* [INSTRUCTIONS TO FOLLOW]:
Of all the lines in the entries below, give again exactly those starting at the line containing "Query: snowy slope" and ending at the line containing "pixel 199 474", both ends included, and no others.

* [DATA]:
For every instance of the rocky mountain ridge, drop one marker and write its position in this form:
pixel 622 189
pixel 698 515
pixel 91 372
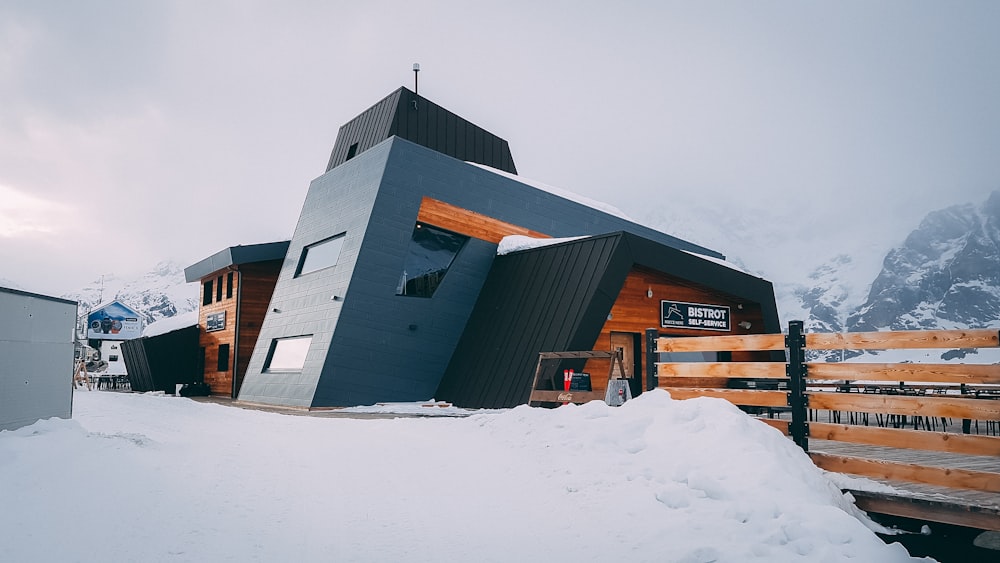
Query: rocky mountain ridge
pixel 945 275
pixel 158 294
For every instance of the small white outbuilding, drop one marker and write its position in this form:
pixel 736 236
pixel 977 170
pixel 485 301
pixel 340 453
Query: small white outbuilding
pixel 36 357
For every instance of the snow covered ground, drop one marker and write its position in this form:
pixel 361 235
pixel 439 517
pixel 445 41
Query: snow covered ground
pixel 158 478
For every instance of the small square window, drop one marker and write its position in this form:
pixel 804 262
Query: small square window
pixel 223 357
pixel 287 354
pixel 323 254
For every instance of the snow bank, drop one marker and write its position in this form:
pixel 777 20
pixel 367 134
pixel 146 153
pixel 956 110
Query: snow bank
pixel 159 478
pixel 515 243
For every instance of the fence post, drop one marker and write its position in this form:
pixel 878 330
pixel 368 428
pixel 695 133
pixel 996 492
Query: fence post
pixel 796 370
pixel 651 358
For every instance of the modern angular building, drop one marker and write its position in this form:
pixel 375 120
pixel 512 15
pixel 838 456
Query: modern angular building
pixel 36 343
pixel 236 285
pixel 391 288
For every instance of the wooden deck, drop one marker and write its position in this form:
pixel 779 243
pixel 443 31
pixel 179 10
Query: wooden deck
pixel 965 507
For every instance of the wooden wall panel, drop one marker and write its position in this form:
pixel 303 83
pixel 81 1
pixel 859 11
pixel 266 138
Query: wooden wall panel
pixel 253 285
pixel 634 312
pixel 469 223
pixel 221 382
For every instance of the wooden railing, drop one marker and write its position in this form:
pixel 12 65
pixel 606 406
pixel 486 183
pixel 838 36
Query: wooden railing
pixel 918 394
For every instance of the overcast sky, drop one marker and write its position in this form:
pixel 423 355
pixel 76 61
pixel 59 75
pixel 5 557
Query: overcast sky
pixel 134 132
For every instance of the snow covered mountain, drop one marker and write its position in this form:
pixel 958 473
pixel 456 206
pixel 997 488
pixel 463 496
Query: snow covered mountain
pixel 158 294
pixel 945 274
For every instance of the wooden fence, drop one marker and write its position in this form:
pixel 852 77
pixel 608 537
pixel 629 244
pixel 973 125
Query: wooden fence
pixel 892 396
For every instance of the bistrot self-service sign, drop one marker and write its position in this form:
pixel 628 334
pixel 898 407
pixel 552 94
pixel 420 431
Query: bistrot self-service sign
pixel 699 316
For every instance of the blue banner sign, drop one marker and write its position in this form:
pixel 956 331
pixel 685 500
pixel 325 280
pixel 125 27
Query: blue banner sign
pixel 698 316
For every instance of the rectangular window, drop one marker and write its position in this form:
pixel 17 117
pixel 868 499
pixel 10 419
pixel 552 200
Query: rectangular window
pixel 287 354
pixel 428 258
pixel 223 357
pixel 323 254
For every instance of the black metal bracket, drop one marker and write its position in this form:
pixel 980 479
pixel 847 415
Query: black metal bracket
pixel 652 357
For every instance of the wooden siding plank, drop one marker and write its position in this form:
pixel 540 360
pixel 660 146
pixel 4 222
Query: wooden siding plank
pixel 934 373
pixel 945 477
pixel 469 223
pixel 911 439
pixel 755 370
pixel 577 397
pixel 922 405
pixel 736 396
pixel 899 340
pixel 733 343
pixel 777 423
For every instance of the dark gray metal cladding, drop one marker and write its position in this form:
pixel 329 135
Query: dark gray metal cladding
pixel 372 345
pixel 554 298
pixel 412 117
pixel 557 298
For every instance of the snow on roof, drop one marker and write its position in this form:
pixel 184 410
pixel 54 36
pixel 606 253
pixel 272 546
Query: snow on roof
pixel 171 324
pixel 565 194
pixel 653 480
pixel 515 243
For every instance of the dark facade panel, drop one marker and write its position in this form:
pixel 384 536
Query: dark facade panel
pixel 557 298
pixel 160 363
pixel 235 255
pixel 412 117
pixel 709 274
pixel 363 349
pixel 554 298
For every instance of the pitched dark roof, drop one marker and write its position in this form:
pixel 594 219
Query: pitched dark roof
pixel 415 118
pixel 235 255
pixel 557 298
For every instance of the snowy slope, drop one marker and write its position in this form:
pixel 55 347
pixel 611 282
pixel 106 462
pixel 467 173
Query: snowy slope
pixel 943 274
pixel 159 478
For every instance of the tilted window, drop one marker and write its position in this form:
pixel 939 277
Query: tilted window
pixel 322 254
pixel 430 254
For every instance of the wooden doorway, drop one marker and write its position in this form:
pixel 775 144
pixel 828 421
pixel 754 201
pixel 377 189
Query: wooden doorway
pixel 631 346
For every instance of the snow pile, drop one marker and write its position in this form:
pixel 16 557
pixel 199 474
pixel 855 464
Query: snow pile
pixel 159 478
pixel 516 243
pixel 170 324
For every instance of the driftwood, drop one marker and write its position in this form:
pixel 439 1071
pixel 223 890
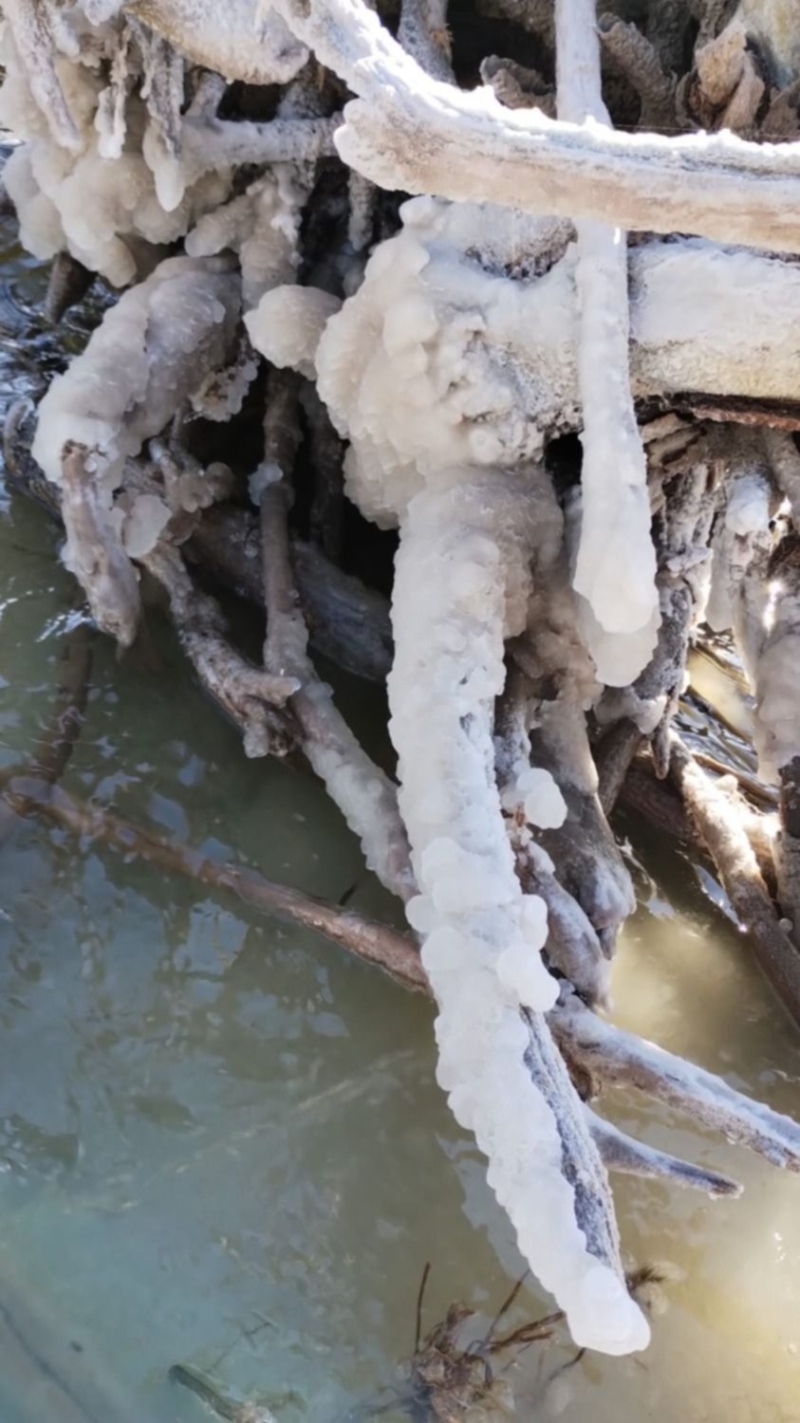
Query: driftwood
pixel 56 742
pixel 370 941
pixel 740 877
pixel 453 359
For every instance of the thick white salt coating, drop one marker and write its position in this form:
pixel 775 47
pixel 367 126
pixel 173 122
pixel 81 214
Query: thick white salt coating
pixel 540 797
pixel 777 682
pixel 288 323
pixel 262 225
pixel 97 198
pixel 615 562
pixel 241 39
pixel 430 362
pixel 460 588
pixel 150 353
pixel 742 532
pixel 144 524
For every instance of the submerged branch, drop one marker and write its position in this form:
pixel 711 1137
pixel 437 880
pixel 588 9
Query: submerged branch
pixel 625 1154
pixel 612 1058
pixel 375 942
pixel 410 131
pixel 56 742
pixel 725 840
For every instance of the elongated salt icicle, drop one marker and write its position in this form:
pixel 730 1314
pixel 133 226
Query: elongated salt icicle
pixel 459 591
pixel 615 568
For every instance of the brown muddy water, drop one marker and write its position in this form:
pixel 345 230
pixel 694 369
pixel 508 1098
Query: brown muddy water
pixel 219 1137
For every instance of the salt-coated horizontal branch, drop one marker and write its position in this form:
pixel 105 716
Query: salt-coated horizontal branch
pixel 414 133
pixel 629 1157
pixel 614 1058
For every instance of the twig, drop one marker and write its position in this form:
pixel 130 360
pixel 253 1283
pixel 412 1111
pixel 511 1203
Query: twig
pixel 625 1154
pixel 419 1311
pixel 409 131
pixel 363 793
pixel 612 1058
pixel 423 33
pixel 248 695
pixel 375 942
pixel 54 746
pixel 93 551
pixel 740 875
pixel 641 64
pixel 753 787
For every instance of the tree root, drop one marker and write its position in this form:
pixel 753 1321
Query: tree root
pixel 57 740
pixel 611 1058
pixel 375 942
pixel 363 793
pixel 251 697
pixel 595 1050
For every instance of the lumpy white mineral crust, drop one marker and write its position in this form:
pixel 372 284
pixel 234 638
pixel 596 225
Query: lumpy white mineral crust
pixel 459 591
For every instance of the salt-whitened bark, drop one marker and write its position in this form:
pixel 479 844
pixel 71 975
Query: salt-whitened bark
pixel 412 131
pixel 460 586
pixel 612 1058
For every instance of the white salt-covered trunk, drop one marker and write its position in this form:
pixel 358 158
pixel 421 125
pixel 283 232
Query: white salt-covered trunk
pixel 460 588
pixel 615 567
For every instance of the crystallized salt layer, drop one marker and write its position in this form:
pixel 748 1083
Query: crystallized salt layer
pixel 463 549
pixel 288 323
pixel 433 360
pixel 151 350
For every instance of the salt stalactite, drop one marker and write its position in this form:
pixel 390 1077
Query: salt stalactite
pixel 459 591
pixel 91 199
pixel 615 561
pixel 150 355
pixel 439 446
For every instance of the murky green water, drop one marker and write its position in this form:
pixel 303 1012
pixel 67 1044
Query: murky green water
pixel 219 1139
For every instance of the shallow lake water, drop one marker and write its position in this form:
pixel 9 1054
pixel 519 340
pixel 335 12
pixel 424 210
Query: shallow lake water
pixel 221 1141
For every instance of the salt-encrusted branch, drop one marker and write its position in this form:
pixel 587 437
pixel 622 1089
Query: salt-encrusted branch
pixel 615 565
pixel 32 26
pixel 481 935
pixel 740 877
pixel 785 463
pixel 252 43
pixel 612 1058
pixel 572 945
pixel 249 695
pixel 639 61
pixel 629 1157
pixel 413 133
pixel 150 353
pixel 370 941
pixel 363 793
pixel 93 551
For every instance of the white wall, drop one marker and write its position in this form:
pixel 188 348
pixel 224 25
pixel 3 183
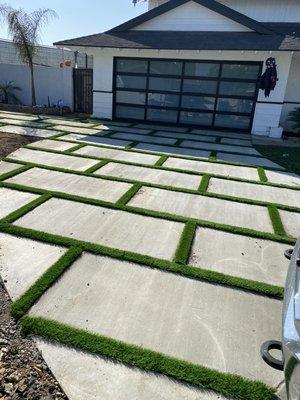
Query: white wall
pixel 56 83
pixel 267 10
pixel 191 17
pixel 267 114
pixel 261 10
pixel 292 95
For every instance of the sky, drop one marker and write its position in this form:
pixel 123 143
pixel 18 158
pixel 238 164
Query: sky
pixel 78 17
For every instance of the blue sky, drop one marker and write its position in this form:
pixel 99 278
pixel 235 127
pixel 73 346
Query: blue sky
pixel 79 17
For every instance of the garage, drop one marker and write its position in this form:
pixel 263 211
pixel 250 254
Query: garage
pixel 209 94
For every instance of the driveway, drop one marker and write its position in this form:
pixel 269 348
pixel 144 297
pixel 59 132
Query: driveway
pixel 158 248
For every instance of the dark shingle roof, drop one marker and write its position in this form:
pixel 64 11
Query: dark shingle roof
pixel 169 40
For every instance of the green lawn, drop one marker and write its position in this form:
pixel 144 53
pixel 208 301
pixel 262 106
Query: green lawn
pixel 287 157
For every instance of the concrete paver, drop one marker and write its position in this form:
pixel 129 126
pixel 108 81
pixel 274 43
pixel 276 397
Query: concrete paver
pixel 205 208
pixel 213 168
pixel 112 228
pixel 291 223
pixel 219 147
pixel 23 261
pixel 129 302
pixel 52 159
pixel 143 138
pixel 119 155
pixel 52 145
pixel 241 256
pixel 151 175
pixel 86 376
pixel 249 160
pixel 11 200
pixel 246 190
pixel 85 186
pixel 173 150
pixel 8 167
pixel 27 131
pixel 283 178
pixel 95 188
pixel 74 129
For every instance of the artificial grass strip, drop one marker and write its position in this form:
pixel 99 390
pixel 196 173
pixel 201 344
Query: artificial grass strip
pixel 187 271
pixel 276 221
pixel 25 209
pixel 204 183
pixel 161 160
pixel 14 172
pixel 226 384
pixel 22 305
pixel 184 247
pixel 129 194
pixel 262 174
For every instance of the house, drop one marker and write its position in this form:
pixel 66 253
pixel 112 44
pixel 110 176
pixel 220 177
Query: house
pixel 198 63
pixel 54 80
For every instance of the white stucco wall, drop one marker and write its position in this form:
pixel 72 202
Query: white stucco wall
pixel 191 17
pixel 266 10
pixel 267 115
pixel 292 95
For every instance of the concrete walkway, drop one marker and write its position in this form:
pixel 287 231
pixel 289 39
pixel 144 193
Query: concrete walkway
pixel 128 195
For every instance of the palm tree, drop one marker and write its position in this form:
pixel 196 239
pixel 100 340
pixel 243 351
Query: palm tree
pixel 7 90
pixel 24 29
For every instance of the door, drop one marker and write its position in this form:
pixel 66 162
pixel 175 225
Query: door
pixel 209 94
pixel 83 90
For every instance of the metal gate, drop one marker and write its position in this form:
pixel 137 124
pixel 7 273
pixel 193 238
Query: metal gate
pixel 83 90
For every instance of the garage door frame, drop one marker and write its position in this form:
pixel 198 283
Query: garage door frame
pixel 219 79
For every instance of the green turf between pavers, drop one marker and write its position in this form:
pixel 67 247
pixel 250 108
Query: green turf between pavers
pixel 228 385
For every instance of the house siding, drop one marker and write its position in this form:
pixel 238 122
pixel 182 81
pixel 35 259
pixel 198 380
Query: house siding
pixel 267 114
pixel 192 17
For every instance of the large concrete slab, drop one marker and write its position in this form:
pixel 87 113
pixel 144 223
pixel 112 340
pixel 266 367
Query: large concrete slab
pixel 143 138
pixel 119 155
pixel 212 168
pixel 8 167
pixel 173 150
pixel 86 376
pixel 219 147
pixel 184 136
pixel 11 200
pixel 27 124
pixel 19 117
pixel 23 261
pixel 53 145
pixel 151 175
pixel 112 228
pixel 26 131
pixel 74 129
pixel 237 142
pixel 70 122
pixel 161 128
pixel 283 178
pixel 52 159
pixel 205 208
pixel 222 134
pixel 252 191
pixel 184 318
pixel 291 223
pixel 242 256
pixel 95 188
pixel 248 160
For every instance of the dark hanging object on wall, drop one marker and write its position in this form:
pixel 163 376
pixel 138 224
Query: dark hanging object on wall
pixel 269 78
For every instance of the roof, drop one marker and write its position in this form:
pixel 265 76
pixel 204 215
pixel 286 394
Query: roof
pixel 210 4
pixel 264 36
pixel 182 40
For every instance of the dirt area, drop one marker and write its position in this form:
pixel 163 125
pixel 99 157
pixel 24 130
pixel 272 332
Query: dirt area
pixel 10 142
pixel 23 372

* [TASK OUTPUT]:
Query: snowy slope
pixel 943 274
pixel 159 478
For every instance of the tilted window, drop one marker and write its position in this form:
pixel 939 277
Query: tilted window
pixel 322 254
pixel 430 254
For every instance of the wooden doorway, drop one marker and write its position in this form:
pixel 775 144
pixel 828 421
pixel 754 201
pixel 377 189
Query: wooden doorway
pixel 631 346
For every instance of the snow pile, drop one marker and write its position in this form:
pixel 16 557
pixel 199 474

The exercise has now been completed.